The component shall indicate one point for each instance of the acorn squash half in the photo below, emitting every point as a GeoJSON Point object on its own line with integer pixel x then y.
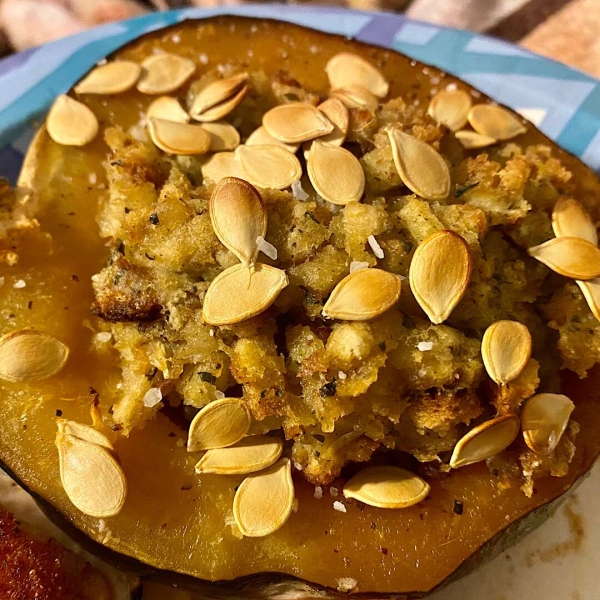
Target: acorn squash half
{"type": "Point", "coordinates": [174, 520]}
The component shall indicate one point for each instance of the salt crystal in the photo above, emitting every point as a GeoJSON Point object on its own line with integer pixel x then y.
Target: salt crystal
{"type": "Point", "coordinates": [357, 265]}
{"type": "Point", "coordinates": [424, 346]}
{"type": "Point", "coordinates": [377, 251]}
{"type": "Point", "coordinates": [298, 192]}
{"type": "Point", "coordinates": [152, 397]}
{"type": "Point", "coordinates": [266, 248]}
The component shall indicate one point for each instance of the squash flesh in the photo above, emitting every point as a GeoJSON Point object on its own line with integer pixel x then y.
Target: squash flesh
{"type": "Point", "coordinates": [184, 530]}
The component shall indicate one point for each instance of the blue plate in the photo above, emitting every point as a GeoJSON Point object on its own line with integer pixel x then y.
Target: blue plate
{"type": "Point", "coordinates": [562, 102]}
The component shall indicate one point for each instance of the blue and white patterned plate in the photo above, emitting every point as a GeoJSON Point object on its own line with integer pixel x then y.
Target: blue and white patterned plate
{"type": "Point", "coordinates": [562, 102]}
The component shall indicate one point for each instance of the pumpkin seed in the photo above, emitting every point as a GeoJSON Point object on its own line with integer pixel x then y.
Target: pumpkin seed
{"type": "Point", "coordinates": [261, 137]}
{"type": "Point", "coordinates": [168, 109]}
{"type": "Point", "coordinates": [219, 424]}
{"type": "Point", "coordinates": [569, 256]}
{"type": "Point", "coordinates": [179, 138]}
{"type": "Point", "coordinates": [253, 453]}
{"type": "Point", "coordinates": [71, 123]}
{"type": "Point", "coordinates": [471, 140]}
{"type": "Point", "coordinates": [485, 441]}
{"type": "Point", "coordinates": [263, 502]}
{"type": "Point", "coordinates": [570, 219]}
{"type": "Point", "coordinates": [495, 121]}
{"type": "Point", "coordinates": [505, 349]}
{"type": "Point", "coordinates": [164, 73]}
{"type": "Point", "coordinates": [216, 92]}
{"type": "Point", "coordinates": [335, 173]}
{"type": "Point", "coordinates": [421, 168]}
{"type": "Point", "coordinates": [387, 487]}
{"type": "Point", "coordinates": [222, 164]}
{"type": "Point", "coordinates": [591, 292]}
{"type": "Point", "coordinates": [30, 355]}
{"type": "Point", "coordinates": [296, 122]}
{"type": "Point", "coordinates": [346, 68]}
{"type": "Point", "coordinates": [223, 136]}
{"type": "Point", "coordinates": [269, 167]}
{"type": "Point", "coordinates": [439, 273]}
{"type": "Point", "coordinates": [238, 217]}
{"type": "Point", "coordinates": [221, 110]}
{"type": "Point", "coordinates": [84, 432]}
{"type": "Point", "coordinates": [450, 108]}
{"type": "Point", "coordinates": [91, 477]}
{"type": "Point", "coordinates": [356, 96]}
{"type": "Point", "coordinates": [112, 78]}
{"type": "Point", "coordinates": [337, 113]}
{"type": "Point", "coordinates": [362, 295]}
{"type": "Point", "coordinates": [544, 419]}
{"type": "Point", "coordinates": [238, 294]}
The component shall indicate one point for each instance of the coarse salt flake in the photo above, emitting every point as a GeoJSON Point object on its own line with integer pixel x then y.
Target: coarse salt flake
{"type": "Point", "coordinates": [377, 251]}
{"type": "Point", "coordinates": [266, 247]}
{"type": "Point", "coordinates": [424, 346]}
{"type": "Point", "coordinates": [152, 397]}
{"type": "Point", "coordinates": [298, 192]}
{"type": "Point", "coordinates": [357, 265]}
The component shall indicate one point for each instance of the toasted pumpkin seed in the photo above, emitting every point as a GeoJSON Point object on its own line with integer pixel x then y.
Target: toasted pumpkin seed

--*--

_Given task_: Without the pictures, repeat all the records word for word.

_Result for this exercise_:
The component shall indicate one point for each instance of the acorn squash half in the photo below, emitting every point as a GeoJSON Point object on its own line with integer pixel x then y.
Target: acorn squash half
{"type": "Point", "coordinates": [174, 520]}
The component shall indicate one point for each instance of the salt crystal in the photo above, emitting every point as a GeoJSON Point object on its own line with integer pixel x then y.
Target: salt crystal
{"type": "Point", "coordinates": [357, 265]}
{"type": "Point", "coordinates": [424, 346]}
{"type": "Point", "coordinates": [377, 251]}
{"type": "Point", "coordinates": [298, 192]}
{"type": "Point", "coordinates": [152, 397]}
{"type": "Point", "coordinates": [266, 248]}
The component shall indicate one point for each instance of the squash flesh in the photo above, emitting every point as a GeoJSON Point object on its own line with integer pixel x then y.
Target: squash flesh
{"type": "Point", "coordinates": [184, 530]}
The component shall indicate one point for each instance of the blue plate in the photo above, emitting every point as a GeoJSON Point object on its own line with integer pixel x then y.
Target: blue plate
{"type": "Point", "coordinates": [562, 102]}
The component shall indicate one point for each instance of the blue and white patterned plate in the photo above, emitting every point as a GeoJSON Point object on its own line with integer pixel x then y.
Target: blue and white patterned plate
{"type": "Point", "coordinates": [562, 102]}
The component shall indicate one point for each instance of the pumpkin seed in the photo above, emitting every point as a GeoJSON Point object on its own line with integer pixel x then y.
Target: pumpkin seed
{"type": "Point", "coordinates": [261, 137]}
{"type": "Point", "coordinates": [168, 109]}
{"type": "Point", "coordinates": [219, 424]}
{"type": "Point", "coordinates": [569, 256]}
{"type": "Point", "coordinates": [179, 138]}
{"type": "Point", "coordinates": [253, 453]}
{"type": "Point", "coordinates": [71, 123]}
{"type": "Point", "coordinates": [471, 140]}
{"type": "Point", "coordinates": [485, 441]}
{"type": "Point", "coordinates": [263, 502]}
{"type": "Point", "coordinates": [570, 219]}
{"type": "Point", "coordinates": [495, 121]}
{"type": "Point", "coordinates": [505, 349]}
{"type": "Point", "coordinates": [164, 73]}
{"type": "Point", "coordinates": [216, 92]}
{"type": "Point", "coordinates": [335, 173]}
{"type": "Point", "coordinates": [421, 168]}
{"type": "Point", "coordinates": [387, 487]}
{"type": "Point", "coordinates": [222, 164]}
{"type": "Point", "coordinates": [591, 292]}
{"type": "Point", "coordinates": [30, 355]}
{"type": "Point", "coordinates": [296, 122]}
{"type": "Point", "coordinates": [346, 68]}
{"type": "Point", "coordinates": [223, 136]}
{"type": "Point", "coordinates": [269, 167]}
{"type": "Point", "coordinates": [439, 273]}
{"type": "Point", "coordinates": [238, 217]}
{"type": "Point", "coordinates": [221, 110]}
{"type": "Point", "coordinates": [84, 432]}
{"type": "Point", "coordinates": [450, 108]}
{"type": "Point", "coordinates": [91, 477]}
{"type": "Point", "coordinates": [356, 96]}
{"type": "Point", "coordinates": [112, 78]}
{"type": "Point", "coordinates": [337, 113]}
{"type": "Point", "coordinates": [362, 295]}
{"type": "Point", "coordinates": [544, 419]}
{"type": "Point", "coordinates": [238, 294]}
The component shall indicate one point for each instance of the coarse salt flake in the photo above, emitting every point as a GeoJSON Point object on its own line with integer pixel x then y.
Target: coarse salt flake
{"type": "Point", "coordinates": [377, 251]}
{"type": "Point", "coordinates": [266, 247]}
{"type": "Point", "coordinates": [424, 346]}
{"type": "Point", "coordinates": [152, 397]}
{"type": "Point", "coordinates": [298, 192]}
{"type": "Point", "coordinates": [357, 265]}
The component shall indicate one point for each instance of the toasted pumpkin seed in the photo above, emitting every point as a GeoJSON Point object on its own line with integer pixel x then y.
Target: toasted pumpkin seed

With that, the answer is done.